Dataset content:
* * * * *

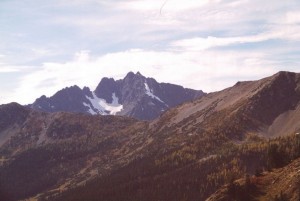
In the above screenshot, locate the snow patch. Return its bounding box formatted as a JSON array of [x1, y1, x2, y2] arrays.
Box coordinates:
[[83, 93, 123, 115], [144, 82, 168, 106]]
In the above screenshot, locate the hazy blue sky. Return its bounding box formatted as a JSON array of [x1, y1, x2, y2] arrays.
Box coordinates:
[[0, 0, 300, 104]]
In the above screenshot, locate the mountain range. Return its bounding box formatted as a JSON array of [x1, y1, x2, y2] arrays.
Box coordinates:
[[29, 72, 205, 120], [0, 72, 300, 201]]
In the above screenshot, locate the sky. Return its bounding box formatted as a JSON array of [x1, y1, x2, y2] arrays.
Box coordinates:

* * * * *

Aim: Recast all of the data above as a Markdown table with two columns, Row and Text, with one numbered row for each line. Leave out blank lines and pictures.

Right answer:
| Row | Text |
|---|---|
| 1 | In the above screenshot, locate the snow patch. Return its bounding box formatted as a JSON array of [x1, y1, x2, y2] arrays. |
| 2 | Box coordinates: |
| 3 | [[83, 93, 123, 115], [144, 82, 168, 106]] |
| 4 | In the above screenshot, locate the hazy blue sky. Return its bounding box formatted as a JSON array of [x1, y1, x2, y2] arrays. |
| 5 | Box coordinates: |
| 6 | [[0, 0, 300, 104]] |
| 7 | In the above screenshot, locate the mountain range. Return its bounding box formatted as a JSON array of [x1, y1, x2, y2] arrays. |
| 8 | Box coordinates: |
| 9 | [[29, 72, 205, 120], [0, 72, 300, 201]] |
| 10 | In the above screenshot, locate the sky. Return its bounding box formatted as a JSON array of [x1, y1, x2, y2] arrays. |
| 11 | Box coordinates: |